AK Parti Adıyaman Milletvekili Mehmet Metiner, Star Gazetesi’nin 15 Nisan 2012 tarihli Açık Görüş ekinde bir makelesi yayınlandı. Metiner, “Silahları susturmada yer almayacaksa BDP ne işe yarar” başlıklı makalesinde Kürt meselesi ile PKK meselesinin farklılığına dikkat çekti. İşte Metiner’in makalesi.

****

O kadar söyledik, ama o birilerine bir türlü inandıramadık. Medyada "Kürt uzmanı" diye tanınan önemli köşe başlarını tutmuş malum zevatı, `Kürt meselesi ile PKK meselesi birbirinden ayrıdır.
+++
-- Yazılı Talimat --
Yukarıdaki okuma metnini hiçbir değişiklik yapmadan baştan sona yeniden yazın.

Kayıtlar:
+++
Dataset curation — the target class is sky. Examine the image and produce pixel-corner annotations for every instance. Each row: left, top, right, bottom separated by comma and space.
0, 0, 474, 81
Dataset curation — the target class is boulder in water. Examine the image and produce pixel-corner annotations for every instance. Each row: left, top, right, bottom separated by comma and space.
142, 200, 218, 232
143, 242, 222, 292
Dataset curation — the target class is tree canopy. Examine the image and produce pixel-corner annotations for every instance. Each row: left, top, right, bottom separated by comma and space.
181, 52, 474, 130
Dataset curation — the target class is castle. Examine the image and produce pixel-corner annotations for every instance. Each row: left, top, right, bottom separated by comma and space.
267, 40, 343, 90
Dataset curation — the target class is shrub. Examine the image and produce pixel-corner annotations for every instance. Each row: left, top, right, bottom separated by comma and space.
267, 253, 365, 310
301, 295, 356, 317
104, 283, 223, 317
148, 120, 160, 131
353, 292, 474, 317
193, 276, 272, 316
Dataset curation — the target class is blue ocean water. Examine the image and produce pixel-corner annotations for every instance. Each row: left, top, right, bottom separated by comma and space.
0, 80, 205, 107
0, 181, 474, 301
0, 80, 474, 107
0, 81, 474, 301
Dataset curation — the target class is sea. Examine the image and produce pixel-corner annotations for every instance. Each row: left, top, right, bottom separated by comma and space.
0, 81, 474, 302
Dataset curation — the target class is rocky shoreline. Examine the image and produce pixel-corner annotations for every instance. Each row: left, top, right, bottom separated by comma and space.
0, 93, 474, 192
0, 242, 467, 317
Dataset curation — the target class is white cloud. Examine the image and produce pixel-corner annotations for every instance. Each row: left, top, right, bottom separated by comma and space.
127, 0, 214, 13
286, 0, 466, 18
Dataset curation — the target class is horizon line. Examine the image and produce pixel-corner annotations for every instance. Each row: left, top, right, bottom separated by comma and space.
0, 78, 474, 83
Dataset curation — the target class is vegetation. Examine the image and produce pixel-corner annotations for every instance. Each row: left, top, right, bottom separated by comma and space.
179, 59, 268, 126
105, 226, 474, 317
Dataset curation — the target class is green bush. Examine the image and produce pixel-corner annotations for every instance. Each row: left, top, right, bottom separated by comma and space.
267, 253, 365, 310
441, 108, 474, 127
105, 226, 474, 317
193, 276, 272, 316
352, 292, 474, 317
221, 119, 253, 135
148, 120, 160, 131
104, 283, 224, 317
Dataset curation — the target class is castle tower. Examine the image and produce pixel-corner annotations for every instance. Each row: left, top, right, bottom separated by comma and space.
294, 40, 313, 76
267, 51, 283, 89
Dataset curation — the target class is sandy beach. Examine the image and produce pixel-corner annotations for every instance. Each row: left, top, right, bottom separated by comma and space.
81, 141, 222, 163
+++
-- Yanıt --
AK Parti Adıyaman Milletvekili Mehmet Metiner, Star Gazetesi’nin 15 Nisan 2012 tarihli Açık Görüş ekinde bir makelesi yayınlandı. Metiner, “Silahları susturmada yer almayacaksa BDP ne işe yarar” başlıklı makalesinde Kürt meselesi ile PKK meselesinin farklılığına dikkat çekti. İşte Metiner’in makalesi.

****

O kadar söyledik, ama o birilerine bir türlü inandıramadık. Medyada "Kürt uzmanı" diye tanınan önemli köşe başlarını tutmuş malum zevatı, `Kürt meselesi ile PKK meselesi birbirinden ayrıdır.